• AIM OF THE TASK: Your answer should consist of all lines in the listing that hold the word "groom".

• GIVEN ENTRIES:
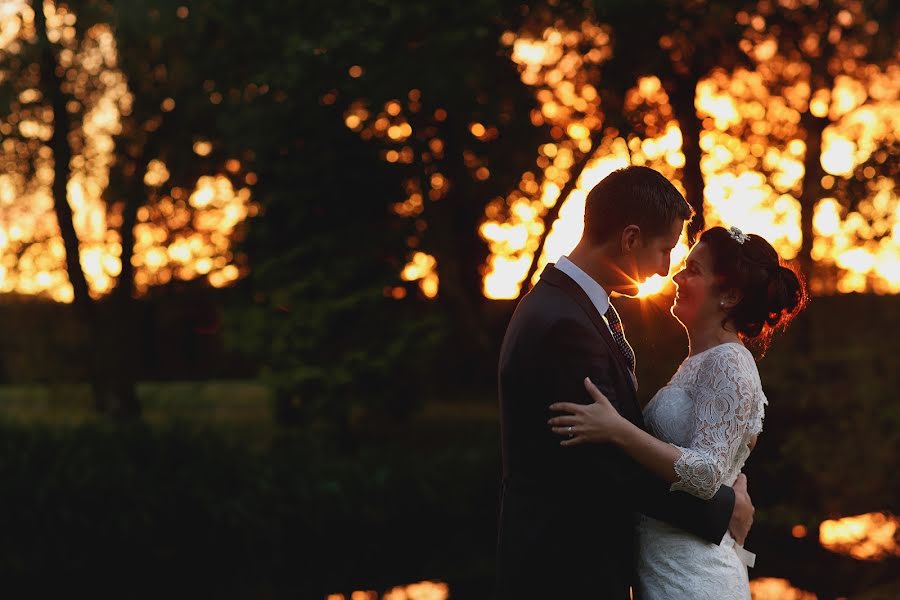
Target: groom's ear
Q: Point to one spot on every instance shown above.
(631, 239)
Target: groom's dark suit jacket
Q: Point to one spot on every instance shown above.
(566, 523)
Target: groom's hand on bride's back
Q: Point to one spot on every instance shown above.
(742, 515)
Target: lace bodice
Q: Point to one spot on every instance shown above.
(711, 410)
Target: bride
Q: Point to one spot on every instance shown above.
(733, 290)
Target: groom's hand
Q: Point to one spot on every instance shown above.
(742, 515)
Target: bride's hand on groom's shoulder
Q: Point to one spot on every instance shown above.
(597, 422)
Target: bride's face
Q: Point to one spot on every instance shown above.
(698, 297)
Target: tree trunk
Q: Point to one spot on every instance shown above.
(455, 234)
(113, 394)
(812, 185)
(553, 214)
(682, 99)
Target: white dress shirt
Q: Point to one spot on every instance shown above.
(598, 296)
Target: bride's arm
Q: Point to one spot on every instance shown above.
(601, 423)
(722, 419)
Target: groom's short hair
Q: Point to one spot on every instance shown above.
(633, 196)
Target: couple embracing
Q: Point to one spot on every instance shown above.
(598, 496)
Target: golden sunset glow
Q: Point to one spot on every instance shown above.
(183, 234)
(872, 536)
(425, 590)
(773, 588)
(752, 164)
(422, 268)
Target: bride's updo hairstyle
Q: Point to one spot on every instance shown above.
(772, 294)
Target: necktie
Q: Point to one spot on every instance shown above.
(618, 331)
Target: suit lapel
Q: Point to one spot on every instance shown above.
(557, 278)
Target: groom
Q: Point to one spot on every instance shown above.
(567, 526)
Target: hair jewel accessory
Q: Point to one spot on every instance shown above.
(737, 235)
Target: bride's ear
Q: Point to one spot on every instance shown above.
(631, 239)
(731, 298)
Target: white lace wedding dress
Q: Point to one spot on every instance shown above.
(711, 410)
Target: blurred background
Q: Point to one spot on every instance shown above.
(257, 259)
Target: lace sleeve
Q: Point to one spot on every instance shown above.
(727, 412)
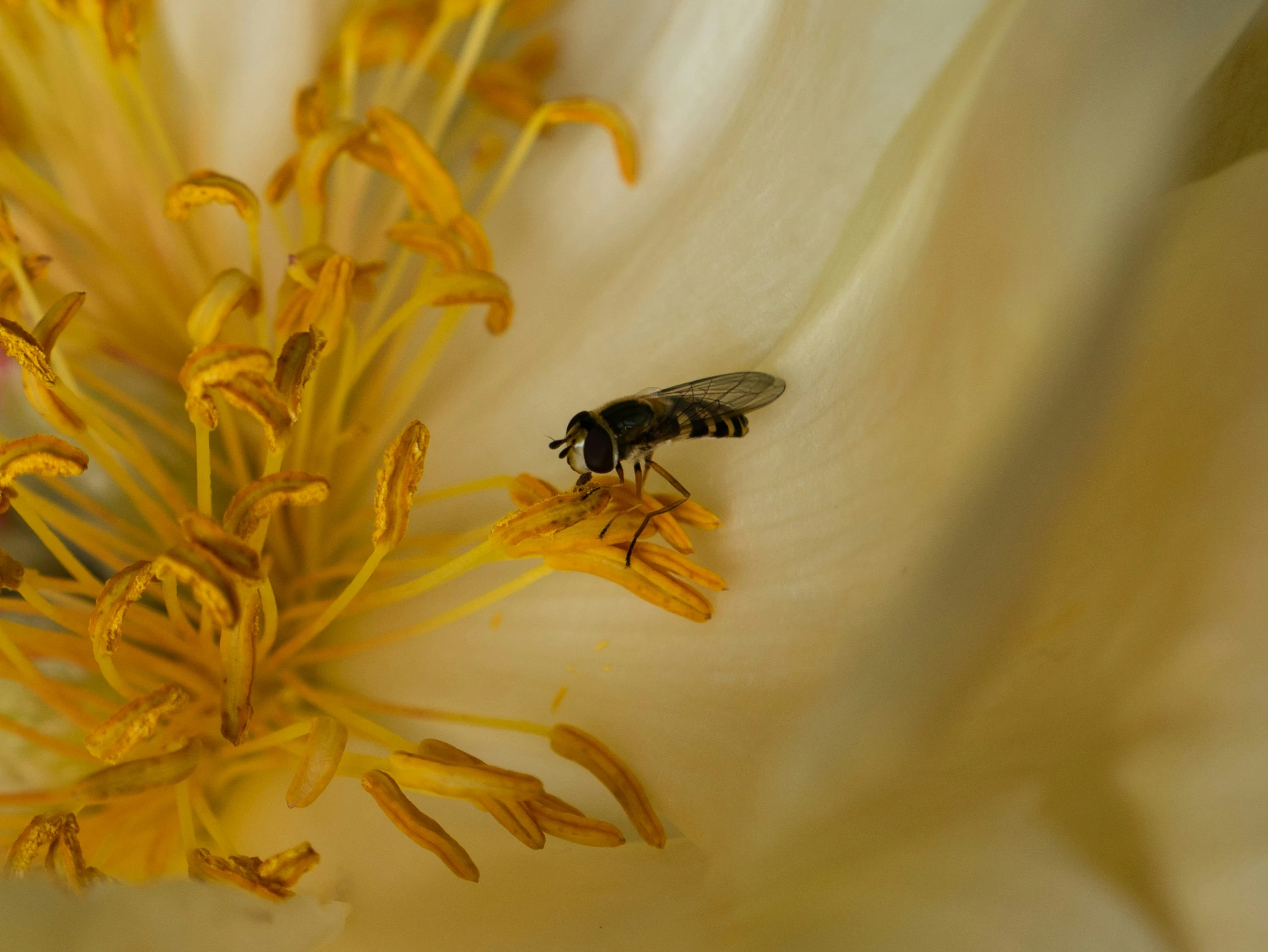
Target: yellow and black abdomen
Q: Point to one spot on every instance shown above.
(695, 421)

• REPLY TO THE EXERCISE:
Target: groom's ear
Target: groom's dark suit jacket
Target: groom's hand on bride's back
Target: groom's hand
Target: bride's hand on groom's shoulder
Target: groom's short hair
Target: groom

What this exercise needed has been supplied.